▶ _GIVEN INSTRUCTION_: Give back exactly the lines from the "Where can the sweater turtleneck" line to the final line of the records, and only those, minus any pictures.

--

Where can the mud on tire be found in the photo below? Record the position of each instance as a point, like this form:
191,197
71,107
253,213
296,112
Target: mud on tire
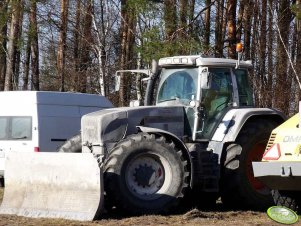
145,173
239,188
289,199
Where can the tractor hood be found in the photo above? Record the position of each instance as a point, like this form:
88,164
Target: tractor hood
102,129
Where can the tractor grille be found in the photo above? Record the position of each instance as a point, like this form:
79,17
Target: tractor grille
271,141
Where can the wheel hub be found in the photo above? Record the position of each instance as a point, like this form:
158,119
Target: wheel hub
144,175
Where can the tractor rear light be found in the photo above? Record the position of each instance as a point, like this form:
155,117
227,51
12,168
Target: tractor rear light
239,47
273,153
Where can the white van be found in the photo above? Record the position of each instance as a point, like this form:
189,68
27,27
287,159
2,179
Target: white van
42,121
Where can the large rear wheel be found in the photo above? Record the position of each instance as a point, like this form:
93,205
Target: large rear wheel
144,174
239,187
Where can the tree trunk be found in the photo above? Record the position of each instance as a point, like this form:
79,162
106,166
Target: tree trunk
76,51
298,58
61,53
191,9
231,15
17,56
170,18
262,52
269,87
239,26
27,63
127,42
219,22
247,24
86,48
207,26
12,44
282,80
35,73
3,36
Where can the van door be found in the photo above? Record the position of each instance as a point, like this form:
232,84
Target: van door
15,135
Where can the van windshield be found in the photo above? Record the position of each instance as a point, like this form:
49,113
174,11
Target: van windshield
15,128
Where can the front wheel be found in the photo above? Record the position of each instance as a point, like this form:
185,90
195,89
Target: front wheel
239,187
145,174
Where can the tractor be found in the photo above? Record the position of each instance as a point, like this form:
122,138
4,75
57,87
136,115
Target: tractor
194,139
280,166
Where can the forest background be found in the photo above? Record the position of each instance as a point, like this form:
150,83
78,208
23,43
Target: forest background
77,45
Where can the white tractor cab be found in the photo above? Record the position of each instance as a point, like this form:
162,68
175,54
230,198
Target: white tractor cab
37,121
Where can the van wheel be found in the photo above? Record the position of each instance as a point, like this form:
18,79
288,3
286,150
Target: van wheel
73,145
239,187
145,174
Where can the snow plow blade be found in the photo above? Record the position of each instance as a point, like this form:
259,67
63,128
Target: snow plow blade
53,185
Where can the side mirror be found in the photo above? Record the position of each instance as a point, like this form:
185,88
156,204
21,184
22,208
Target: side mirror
154,69
205,78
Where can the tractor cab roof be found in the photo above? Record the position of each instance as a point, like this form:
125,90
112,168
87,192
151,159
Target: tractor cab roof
198,60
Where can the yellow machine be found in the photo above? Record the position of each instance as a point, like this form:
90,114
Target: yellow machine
280,167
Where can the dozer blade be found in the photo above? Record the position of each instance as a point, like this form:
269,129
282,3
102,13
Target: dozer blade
53,185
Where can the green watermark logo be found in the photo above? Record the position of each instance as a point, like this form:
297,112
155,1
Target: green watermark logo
282,215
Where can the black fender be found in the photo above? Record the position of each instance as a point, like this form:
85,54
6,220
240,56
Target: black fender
179,143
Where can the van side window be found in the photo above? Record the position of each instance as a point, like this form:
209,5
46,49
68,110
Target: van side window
15,128
3,127
21,128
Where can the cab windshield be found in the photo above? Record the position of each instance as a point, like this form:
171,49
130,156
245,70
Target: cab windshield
178,84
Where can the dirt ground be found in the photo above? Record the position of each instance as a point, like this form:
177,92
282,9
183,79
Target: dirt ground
192,217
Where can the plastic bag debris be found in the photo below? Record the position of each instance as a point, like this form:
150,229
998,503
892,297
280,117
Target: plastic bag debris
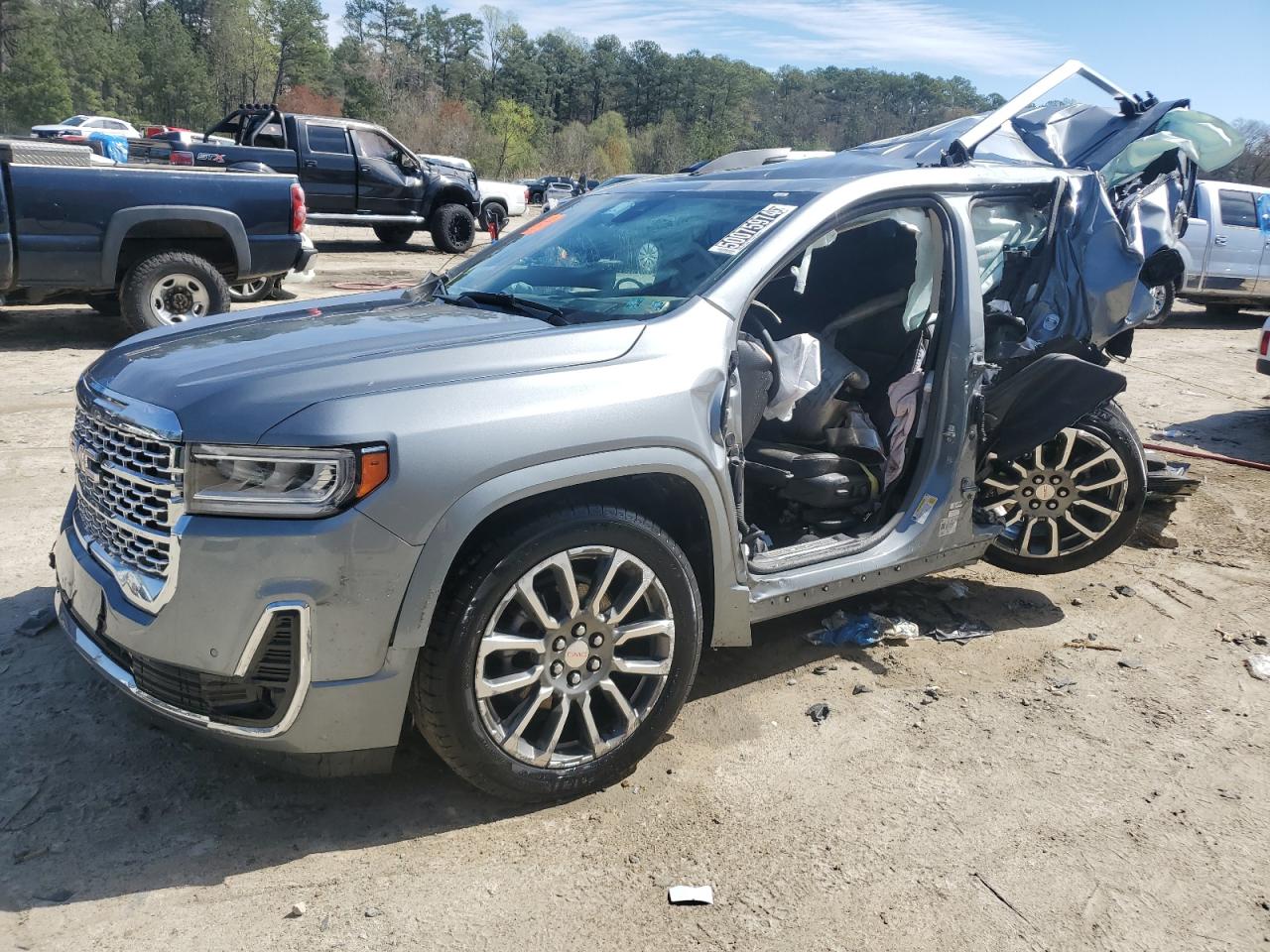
818,712
842,630
690,895
799,361
1259,666
961,633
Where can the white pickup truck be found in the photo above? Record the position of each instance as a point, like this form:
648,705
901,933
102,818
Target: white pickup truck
1227,248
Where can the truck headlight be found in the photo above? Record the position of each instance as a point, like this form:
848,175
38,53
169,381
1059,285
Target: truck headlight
281,481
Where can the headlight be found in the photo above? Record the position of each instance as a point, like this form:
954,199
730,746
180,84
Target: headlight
281,481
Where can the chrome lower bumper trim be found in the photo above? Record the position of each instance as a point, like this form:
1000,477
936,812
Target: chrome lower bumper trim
122,679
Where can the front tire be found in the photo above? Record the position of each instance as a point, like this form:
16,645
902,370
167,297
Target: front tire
452,229
173,289
561,654
394,235
1071,502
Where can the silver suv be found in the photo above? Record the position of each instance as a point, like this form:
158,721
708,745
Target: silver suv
518,500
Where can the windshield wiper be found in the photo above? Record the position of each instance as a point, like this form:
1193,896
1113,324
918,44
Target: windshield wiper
511,302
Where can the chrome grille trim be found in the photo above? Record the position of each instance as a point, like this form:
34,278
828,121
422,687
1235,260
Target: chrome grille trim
128,490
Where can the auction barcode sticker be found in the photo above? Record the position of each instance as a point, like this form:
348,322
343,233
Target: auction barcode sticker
735,240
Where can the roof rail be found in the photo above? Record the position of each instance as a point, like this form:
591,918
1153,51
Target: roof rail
961,150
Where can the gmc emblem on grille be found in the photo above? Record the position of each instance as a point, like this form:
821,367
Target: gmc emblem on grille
86,462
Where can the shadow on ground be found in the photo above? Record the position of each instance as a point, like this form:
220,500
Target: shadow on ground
84,775
1243,434
53,326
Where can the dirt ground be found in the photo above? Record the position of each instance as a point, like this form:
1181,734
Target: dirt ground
1048,798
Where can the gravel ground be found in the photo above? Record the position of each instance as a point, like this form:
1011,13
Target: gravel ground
1046,797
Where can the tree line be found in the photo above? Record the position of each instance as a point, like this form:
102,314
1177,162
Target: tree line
477,86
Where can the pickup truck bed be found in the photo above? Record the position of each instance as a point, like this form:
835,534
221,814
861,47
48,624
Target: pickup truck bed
76,231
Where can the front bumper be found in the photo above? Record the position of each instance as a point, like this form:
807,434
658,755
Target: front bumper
352,685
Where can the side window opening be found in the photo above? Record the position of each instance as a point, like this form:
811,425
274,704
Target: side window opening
1237,208
861,304
327,139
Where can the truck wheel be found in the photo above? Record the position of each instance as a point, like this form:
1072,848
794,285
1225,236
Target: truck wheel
394,235
172,289
1072,500
561,654
105,304
254,290
452,229
1161,306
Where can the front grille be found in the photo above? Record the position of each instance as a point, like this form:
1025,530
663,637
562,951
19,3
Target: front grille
130,493
257,699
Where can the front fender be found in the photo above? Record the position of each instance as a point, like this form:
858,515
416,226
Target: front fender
730,597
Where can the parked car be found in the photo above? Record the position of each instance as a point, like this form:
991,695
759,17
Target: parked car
539,186
1227,248
354,173
557,193
84,125
159,246
520,499
619,179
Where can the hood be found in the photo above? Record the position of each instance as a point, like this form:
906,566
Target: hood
232,377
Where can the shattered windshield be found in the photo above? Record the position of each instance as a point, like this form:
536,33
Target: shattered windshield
620,255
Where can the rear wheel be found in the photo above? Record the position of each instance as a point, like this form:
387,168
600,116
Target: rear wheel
1072,500
394,235
452,229
173,289
561,654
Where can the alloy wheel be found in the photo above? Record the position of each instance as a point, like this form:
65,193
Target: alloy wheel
178,298
574,656
1064,497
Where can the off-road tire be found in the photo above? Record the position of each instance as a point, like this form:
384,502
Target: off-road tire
452,229
394,235
105,304
143,276
1111,424
443,694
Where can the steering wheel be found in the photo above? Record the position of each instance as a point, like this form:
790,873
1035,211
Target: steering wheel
761,315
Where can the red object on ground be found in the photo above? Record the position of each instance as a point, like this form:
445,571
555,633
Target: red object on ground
1206,454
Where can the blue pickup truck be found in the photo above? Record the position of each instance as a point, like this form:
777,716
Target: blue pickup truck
158,245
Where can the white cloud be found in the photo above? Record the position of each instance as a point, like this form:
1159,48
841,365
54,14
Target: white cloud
920,35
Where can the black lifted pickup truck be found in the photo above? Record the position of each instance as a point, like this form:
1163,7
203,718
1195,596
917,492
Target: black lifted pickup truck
160,246
354,173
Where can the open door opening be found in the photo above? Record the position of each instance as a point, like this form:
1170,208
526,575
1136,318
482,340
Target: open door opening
834,361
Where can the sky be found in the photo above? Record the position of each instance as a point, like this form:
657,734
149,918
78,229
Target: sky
1175,49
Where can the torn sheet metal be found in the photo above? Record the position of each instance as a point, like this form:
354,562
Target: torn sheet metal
1089,287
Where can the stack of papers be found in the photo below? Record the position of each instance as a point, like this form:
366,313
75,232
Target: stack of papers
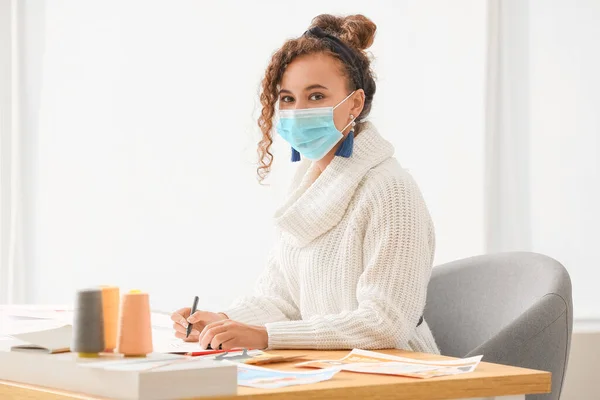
369,362
264,378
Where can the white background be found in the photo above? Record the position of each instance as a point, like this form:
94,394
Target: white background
140,136
565,142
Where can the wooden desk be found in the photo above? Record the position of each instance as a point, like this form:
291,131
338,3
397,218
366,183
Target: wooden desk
488,381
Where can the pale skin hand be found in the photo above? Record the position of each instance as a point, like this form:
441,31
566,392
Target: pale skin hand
232,334
181,319
217,330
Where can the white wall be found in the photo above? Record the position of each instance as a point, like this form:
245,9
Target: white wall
143,147
565,141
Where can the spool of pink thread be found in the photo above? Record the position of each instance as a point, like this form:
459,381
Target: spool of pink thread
135,328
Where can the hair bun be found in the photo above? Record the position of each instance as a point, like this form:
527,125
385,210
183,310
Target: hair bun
356,30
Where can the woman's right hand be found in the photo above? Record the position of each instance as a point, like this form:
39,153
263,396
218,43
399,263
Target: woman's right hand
181,319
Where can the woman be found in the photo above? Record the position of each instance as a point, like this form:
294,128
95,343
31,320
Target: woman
356,242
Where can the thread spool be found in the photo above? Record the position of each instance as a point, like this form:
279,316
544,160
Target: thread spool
135,328
110,312
88,323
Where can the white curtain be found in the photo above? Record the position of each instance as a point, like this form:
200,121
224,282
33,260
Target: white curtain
543,137
12,271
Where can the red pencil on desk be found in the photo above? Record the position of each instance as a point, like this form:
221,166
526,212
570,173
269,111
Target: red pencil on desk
208,352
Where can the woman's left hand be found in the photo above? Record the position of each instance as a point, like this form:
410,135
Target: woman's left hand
232,334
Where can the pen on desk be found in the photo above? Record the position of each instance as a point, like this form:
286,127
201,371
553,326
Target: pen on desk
194,306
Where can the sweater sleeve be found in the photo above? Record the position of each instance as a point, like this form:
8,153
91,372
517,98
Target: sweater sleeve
391,291
271,301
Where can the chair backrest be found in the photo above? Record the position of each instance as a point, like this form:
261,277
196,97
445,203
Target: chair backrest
514,308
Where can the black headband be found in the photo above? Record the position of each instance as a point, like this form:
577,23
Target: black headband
340,48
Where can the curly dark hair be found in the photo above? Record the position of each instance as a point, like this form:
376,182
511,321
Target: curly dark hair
357,31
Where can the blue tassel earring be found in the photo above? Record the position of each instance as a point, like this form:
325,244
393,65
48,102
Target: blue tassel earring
295,155
345,150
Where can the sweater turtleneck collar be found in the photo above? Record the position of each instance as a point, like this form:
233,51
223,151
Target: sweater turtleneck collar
320,201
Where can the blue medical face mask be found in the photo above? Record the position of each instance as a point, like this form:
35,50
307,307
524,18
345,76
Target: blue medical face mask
311,131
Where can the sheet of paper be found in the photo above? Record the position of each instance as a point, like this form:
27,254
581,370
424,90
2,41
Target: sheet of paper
10,325
55,340
162,344
265,378
370,362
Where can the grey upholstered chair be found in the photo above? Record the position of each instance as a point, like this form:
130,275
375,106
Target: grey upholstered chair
514,308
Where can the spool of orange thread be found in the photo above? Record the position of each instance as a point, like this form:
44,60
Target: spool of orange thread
135,328
110,311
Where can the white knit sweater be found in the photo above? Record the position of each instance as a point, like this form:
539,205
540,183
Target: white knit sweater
353,259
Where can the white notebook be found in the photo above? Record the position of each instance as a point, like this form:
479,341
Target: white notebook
51,341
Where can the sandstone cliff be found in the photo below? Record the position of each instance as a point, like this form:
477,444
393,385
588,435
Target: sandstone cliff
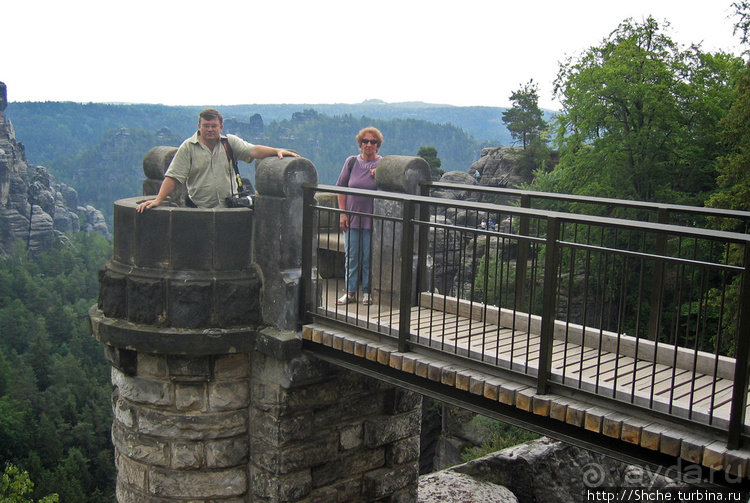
33,208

--

▶ _WRITTEN ANSWER_:
Where can the sweater turtleneck collar be found in the photo above? Record the position of each instance as a point, like this form:
233,51
223,151
Target: sweater turtleneck collar
320,201
Where can the blue medical face mask be found in the photo above? Record the position of each instance as a point, like this form:
35,50
307,307
524,18
345,76
Target: blue medical face mask
311,131
Where can the sheet of paper be found in the photo above? Record the position of each instance as a point, like this form:
27,254
581,370
424,90
2,41
Target: sheet of paper
10,325
55,340
162,344
265,378
370,362
Where can the grey upholstered chair be found in the photo above? Record the position of each instance as a point, like this form:
130,275
375,106
Target: grey upholstered chair
514,308
Where can the spool of orange thread be found in the photo above? Record the position of each instance as a point, like this form:
44,60
Target: spool of orange thread
135,328
110,311
Where can the white knit sweater be found in the photo above? Record the position of each instance as a point, like this form:
539,205
540,183
Target: white knit sweater
353,259
Where can the white notebook be found in the photo above? Record the position of each instance as a point, like this form:
479,341
Target: white notebook
51,341
Where can the sandstone cliff be found in the photo below? Record the position of each instance as a point, like this form:
477,444
393,385
588,435
Target: sandstone cliff
33,208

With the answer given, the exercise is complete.